**Taakinstructies**
Pas de onderstaande lijst aan door overal "parenthesized pair" te vervangen door "bracketed pair". Geef de regels verder ongewijzigd weer.
****************************************
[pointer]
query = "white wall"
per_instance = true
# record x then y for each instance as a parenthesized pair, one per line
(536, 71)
****************************************
**Resultaat taak**
[pointer]
query = "white wall"
per_instance = true
# record x then y for each instance as a bracketed pair, one per line
(536, 71)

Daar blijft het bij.